#### EXERCISE
Begin your copy at the line holding "select point(query =>" and end it at the last line of the listing. Keep every line exact and leave out the pictures.

#### THE RECORDS
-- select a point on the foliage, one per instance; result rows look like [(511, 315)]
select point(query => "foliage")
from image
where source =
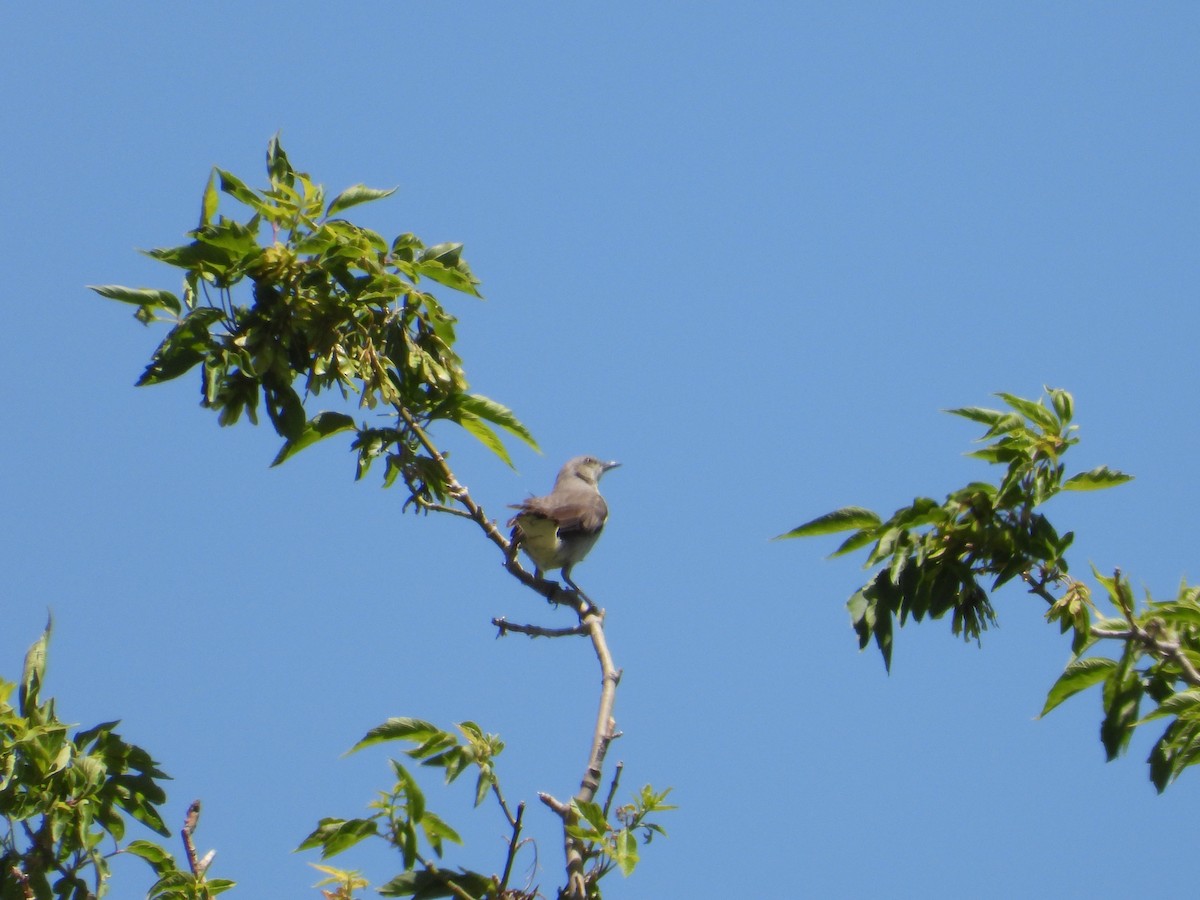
[(331, 307), (61, 795), (606, 845), (294, 301), (951, 557), (402, 819)]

#### PROBLEM SOLUTION
select point(query => "foliage")
from image
where source =
[(331, 307), (61, 795), (606, 845), (294, 301), (951, 557), (402, 819)]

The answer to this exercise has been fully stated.